• [WORK REQUIRED]:
Count how many of the lines below contain the string "path", treating uppercase and lowercase as different. Reply with the number only.

(Labeled region lines)
══════════════════════════════

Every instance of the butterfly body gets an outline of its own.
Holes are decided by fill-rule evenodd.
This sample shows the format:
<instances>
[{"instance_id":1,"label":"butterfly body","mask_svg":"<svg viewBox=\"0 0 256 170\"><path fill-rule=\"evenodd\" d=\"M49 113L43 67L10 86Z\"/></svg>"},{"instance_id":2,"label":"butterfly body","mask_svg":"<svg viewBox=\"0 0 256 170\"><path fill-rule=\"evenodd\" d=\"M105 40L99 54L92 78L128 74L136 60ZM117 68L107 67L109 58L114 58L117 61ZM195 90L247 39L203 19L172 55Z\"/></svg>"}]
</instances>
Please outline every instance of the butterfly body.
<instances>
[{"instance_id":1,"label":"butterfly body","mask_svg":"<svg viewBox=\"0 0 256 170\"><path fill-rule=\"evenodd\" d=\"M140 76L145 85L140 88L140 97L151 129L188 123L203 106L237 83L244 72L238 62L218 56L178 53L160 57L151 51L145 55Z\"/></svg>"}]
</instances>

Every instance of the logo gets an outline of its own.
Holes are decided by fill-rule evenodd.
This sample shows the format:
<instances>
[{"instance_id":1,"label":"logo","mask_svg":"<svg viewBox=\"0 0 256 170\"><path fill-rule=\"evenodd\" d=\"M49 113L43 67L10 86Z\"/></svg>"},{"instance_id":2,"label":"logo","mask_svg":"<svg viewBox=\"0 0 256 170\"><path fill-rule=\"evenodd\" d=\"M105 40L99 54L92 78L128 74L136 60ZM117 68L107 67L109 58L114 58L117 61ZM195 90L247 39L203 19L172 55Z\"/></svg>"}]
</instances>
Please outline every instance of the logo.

══════════════════════════════

• [OUTPUT OF THE TASK]:
3